▶ [Written instruction] Please pull out every line in the records below that contains the word "menu".
# Exercise inputs start
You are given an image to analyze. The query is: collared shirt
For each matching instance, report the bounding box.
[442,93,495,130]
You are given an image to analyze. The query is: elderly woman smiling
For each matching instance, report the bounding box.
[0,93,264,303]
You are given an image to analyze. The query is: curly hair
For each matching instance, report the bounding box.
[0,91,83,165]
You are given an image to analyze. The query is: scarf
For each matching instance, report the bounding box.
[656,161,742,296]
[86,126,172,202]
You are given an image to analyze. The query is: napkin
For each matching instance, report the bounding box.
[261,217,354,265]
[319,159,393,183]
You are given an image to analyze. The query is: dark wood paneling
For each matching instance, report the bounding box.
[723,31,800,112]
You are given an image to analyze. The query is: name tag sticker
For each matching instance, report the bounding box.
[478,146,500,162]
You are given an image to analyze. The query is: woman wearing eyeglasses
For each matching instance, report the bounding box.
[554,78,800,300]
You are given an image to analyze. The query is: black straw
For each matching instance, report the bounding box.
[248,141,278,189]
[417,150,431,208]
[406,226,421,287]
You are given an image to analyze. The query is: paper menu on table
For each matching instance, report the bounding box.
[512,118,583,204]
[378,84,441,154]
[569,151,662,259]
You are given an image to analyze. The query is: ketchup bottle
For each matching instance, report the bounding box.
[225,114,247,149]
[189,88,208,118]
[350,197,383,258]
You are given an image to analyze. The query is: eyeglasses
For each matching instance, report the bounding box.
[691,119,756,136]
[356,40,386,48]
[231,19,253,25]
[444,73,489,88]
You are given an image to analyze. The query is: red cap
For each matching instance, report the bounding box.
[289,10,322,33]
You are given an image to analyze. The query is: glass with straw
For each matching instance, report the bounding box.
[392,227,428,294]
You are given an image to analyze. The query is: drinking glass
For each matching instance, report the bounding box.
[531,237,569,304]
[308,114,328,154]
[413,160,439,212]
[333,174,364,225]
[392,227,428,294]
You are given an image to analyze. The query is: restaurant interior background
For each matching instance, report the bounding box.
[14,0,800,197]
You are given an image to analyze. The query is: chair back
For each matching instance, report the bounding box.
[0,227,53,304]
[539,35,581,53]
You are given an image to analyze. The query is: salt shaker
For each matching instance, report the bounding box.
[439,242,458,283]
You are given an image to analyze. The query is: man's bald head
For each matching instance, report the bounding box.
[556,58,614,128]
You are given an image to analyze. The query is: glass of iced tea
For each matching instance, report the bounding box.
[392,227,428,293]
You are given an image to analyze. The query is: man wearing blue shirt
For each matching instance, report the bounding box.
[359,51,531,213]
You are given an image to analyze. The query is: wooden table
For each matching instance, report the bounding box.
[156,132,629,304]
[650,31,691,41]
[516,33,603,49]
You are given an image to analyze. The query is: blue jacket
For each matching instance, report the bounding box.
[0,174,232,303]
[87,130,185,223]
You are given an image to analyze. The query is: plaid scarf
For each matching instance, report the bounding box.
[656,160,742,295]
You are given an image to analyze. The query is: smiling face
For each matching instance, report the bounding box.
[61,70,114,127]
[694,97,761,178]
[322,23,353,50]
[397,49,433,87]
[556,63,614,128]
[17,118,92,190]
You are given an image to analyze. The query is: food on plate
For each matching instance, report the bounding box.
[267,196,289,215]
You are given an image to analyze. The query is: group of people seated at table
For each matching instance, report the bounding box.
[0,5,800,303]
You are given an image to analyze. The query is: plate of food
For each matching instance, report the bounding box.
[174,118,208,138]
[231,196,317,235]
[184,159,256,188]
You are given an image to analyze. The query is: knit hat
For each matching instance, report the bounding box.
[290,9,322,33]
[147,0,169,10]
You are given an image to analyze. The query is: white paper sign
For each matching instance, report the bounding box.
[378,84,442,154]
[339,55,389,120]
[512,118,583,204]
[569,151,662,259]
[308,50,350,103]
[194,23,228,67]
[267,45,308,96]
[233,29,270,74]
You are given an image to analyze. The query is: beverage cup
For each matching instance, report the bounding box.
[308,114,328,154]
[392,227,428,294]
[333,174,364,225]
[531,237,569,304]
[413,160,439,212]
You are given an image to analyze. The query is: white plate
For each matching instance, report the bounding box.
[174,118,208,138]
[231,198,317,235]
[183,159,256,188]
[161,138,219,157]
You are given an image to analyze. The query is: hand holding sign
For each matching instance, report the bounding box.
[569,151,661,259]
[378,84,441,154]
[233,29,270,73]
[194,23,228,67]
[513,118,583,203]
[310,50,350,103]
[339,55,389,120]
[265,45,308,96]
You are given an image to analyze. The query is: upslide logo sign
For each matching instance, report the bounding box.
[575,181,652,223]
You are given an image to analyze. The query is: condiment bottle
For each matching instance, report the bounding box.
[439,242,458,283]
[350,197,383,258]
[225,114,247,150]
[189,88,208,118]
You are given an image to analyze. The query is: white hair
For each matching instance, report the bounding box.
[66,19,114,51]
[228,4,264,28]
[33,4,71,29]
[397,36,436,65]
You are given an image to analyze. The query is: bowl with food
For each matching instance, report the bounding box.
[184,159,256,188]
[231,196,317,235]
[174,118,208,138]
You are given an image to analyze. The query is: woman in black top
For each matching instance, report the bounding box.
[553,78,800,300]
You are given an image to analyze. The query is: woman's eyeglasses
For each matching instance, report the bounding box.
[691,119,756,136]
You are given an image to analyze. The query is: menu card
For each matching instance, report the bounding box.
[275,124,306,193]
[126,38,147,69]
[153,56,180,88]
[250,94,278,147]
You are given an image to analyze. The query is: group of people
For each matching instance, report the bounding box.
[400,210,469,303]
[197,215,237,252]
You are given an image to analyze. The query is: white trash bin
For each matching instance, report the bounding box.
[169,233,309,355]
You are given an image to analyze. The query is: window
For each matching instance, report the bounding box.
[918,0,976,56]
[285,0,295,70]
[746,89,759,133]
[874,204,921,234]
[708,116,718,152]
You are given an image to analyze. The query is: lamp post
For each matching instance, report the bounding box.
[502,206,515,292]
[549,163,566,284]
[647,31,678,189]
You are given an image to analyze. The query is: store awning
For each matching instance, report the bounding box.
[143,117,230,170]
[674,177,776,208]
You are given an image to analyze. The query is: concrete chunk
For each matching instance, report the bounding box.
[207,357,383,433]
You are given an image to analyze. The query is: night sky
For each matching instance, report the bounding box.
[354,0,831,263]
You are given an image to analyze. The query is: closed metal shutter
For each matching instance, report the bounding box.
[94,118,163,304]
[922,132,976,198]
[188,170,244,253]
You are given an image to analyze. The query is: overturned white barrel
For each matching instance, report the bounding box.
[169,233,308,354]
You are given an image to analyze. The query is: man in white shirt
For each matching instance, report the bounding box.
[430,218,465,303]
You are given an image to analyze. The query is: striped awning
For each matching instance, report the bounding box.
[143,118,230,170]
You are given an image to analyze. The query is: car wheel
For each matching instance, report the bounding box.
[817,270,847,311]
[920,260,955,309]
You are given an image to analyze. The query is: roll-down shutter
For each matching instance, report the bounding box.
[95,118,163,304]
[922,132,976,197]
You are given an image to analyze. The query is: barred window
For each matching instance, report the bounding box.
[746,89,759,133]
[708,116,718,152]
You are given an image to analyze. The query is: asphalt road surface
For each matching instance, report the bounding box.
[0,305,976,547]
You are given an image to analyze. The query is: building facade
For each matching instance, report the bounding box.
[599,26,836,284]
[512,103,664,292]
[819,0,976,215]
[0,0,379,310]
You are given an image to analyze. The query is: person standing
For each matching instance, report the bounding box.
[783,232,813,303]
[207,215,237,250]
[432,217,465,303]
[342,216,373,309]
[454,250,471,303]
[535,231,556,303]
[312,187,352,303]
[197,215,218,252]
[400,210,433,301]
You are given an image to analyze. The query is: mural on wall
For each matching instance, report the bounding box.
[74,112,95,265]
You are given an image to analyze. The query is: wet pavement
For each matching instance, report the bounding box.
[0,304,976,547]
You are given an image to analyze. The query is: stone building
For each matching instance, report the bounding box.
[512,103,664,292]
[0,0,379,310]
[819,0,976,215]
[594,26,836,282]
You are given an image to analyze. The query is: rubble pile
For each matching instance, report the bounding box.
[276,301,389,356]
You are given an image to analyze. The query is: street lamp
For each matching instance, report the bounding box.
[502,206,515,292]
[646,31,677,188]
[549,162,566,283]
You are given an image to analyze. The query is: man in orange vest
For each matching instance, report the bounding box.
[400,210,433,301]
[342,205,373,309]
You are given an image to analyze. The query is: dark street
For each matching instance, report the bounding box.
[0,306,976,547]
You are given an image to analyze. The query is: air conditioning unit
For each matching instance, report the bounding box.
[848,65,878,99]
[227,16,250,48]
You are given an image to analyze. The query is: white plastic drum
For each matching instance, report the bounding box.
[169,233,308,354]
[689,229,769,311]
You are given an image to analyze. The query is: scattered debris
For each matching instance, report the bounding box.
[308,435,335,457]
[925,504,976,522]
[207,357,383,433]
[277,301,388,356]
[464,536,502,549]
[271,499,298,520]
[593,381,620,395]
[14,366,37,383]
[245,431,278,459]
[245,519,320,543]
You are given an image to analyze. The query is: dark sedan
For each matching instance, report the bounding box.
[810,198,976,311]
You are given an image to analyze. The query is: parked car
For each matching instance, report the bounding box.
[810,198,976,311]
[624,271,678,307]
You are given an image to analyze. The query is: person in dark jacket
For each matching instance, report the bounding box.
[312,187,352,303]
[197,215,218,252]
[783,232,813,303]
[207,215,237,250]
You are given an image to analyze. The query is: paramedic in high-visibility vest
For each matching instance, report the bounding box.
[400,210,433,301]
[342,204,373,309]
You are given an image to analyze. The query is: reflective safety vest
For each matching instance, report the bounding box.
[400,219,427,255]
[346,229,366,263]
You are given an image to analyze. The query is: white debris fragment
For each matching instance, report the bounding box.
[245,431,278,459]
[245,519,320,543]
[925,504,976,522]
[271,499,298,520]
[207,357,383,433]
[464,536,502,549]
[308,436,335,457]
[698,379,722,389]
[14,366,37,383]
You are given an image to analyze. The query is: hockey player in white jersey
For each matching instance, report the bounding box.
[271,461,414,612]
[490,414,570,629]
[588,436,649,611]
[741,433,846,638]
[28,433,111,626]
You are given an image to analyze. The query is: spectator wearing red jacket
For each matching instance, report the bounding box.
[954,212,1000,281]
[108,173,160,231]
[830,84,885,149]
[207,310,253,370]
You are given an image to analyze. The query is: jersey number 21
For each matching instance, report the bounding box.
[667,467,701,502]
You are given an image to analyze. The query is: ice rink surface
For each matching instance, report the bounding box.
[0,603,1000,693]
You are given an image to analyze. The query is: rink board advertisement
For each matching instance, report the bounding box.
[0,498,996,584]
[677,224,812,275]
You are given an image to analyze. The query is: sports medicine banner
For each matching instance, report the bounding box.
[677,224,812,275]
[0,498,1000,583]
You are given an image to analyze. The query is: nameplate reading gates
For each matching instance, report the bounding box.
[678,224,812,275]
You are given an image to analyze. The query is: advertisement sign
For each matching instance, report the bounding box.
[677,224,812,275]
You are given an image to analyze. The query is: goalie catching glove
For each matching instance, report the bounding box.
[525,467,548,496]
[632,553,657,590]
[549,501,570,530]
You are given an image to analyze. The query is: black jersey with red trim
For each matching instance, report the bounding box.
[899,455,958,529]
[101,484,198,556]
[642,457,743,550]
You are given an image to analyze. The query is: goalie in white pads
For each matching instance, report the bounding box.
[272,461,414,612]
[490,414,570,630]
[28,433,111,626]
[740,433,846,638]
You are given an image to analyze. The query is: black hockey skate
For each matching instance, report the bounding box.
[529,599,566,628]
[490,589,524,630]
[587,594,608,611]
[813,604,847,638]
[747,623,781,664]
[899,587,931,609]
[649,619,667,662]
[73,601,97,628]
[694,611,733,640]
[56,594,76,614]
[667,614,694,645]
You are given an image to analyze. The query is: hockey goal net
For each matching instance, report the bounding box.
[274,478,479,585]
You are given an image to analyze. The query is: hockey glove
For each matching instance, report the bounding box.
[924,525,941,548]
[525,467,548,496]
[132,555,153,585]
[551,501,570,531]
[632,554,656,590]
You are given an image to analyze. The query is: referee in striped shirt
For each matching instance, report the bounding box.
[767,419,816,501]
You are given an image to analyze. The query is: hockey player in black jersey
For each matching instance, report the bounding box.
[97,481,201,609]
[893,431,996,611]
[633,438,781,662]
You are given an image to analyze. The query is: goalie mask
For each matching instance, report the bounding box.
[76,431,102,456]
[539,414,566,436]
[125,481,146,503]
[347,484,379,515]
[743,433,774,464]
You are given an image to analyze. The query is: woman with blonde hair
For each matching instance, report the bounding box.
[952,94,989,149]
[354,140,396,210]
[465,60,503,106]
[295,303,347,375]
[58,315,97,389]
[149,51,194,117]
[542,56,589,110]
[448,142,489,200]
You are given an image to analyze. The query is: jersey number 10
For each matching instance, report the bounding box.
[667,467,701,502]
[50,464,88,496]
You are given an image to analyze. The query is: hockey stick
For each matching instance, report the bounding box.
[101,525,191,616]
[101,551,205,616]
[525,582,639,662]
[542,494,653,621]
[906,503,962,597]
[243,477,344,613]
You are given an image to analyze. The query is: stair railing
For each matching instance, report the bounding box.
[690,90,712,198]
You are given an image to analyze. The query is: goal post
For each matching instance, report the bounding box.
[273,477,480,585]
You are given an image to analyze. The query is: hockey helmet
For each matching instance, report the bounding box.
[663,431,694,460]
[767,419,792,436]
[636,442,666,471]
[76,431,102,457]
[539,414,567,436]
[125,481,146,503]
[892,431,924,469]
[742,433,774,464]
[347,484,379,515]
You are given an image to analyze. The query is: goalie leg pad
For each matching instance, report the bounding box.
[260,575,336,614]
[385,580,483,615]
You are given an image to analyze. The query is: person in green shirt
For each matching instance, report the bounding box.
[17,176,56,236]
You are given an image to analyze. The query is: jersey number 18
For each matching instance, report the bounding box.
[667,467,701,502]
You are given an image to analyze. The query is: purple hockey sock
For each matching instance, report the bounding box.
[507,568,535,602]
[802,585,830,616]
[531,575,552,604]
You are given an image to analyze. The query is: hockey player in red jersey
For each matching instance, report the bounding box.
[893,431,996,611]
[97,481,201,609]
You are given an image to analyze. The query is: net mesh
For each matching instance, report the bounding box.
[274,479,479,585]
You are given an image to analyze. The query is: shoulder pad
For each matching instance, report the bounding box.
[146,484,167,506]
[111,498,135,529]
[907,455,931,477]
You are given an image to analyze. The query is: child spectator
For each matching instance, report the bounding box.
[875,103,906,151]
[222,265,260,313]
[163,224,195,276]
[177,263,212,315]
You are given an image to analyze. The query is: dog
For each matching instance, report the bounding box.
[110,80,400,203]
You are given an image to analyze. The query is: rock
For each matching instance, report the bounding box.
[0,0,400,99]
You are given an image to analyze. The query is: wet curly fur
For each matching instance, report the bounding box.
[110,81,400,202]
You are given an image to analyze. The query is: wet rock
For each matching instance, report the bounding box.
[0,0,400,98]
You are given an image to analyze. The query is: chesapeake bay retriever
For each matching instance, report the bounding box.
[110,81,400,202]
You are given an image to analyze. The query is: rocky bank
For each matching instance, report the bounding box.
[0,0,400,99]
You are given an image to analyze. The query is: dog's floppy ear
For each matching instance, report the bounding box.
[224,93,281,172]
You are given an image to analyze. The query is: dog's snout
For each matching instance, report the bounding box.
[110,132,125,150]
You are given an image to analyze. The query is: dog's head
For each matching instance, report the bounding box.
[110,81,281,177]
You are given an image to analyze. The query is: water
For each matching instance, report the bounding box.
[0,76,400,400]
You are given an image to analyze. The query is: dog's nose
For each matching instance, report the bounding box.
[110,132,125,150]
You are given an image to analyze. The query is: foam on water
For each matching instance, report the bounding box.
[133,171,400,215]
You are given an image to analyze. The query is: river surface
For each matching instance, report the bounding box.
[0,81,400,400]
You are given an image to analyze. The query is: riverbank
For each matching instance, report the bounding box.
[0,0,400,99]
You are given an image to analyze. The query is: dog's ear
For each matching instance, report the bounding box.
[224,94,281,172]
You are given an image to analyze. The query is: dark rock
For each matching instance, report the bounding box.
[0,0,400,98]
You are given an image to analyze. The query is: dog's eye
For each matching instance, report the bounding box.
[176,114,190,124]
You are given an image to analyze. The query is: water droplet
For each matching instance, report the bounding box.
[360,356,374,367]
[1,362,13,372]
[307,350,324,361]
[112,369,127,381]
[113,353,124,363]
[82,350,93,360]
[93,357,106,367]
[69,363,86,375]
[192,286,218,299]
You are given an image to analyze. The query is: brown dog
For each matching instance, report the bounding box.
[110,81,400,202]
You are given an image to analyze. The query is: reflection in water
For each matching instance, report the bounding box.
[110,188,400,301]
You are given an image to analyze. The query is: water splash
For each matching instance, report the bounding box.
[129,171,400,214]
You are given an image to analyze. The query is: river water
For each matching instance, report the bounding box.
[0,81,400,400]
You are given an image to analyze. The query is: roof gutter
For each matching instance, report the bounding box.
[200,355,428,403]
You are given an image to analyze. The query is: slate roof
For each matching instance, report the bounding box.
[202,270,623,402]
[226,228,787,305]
# Exercise inputs end
▶ [Task response]
You are given an image to analyze. The query is: paper menu on table
You are given an image to analyze. The query is: menu card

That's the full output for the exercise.